(begin)

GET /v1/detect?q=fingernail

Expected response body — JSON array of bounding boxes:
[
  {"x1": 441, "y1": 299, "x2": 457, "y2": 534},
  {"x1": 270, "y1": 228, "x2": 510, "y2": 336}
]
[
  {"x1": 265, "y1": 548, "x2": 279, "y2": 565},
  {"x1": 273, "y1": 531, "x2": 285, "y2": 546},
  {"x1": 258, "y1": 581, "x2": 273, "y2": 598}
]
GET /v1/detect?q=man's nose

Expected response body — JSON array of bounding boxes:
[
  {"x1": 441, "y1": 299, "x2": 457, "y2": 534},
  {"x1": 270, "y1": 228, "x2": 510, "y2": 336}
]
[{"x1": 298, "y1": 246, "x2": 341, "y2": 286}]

(end)

* Exercise details: Reproduce all of the material above verbatim, character for character, preserving every line and its order.

* Result for this exercise:
GET /v1/detect?q=fingernail

Expected response body — JSON array of bounding boxes:
[
  {"x1": 441, "y1": 299, "x2": 457, "y2": 534},
  {"x1": 270, "y1": 228, "x2": 510, "y2": 336}
]
[
  {"x1": 265, "y1": 548, "x2": 279, "y2": 565},
  {"x1": 273, "y1": 531, "x2": 285, "y2": 546},
  {"x1": 258, "y1": 581, "x2": 273, "y2": 598}
]
GET /v1/detect?q=man's nose

Expected response body — JSON array of bounding boxes:
[
  {"x1": 441, "y1": 299, "x2": 457, "y2": 534},
  {"x1": 270, "y1": 228, "x2": 510, "y2": 336}
]
[{"x1": 298, "y1": 246, "x2": 341, "y2": 286}]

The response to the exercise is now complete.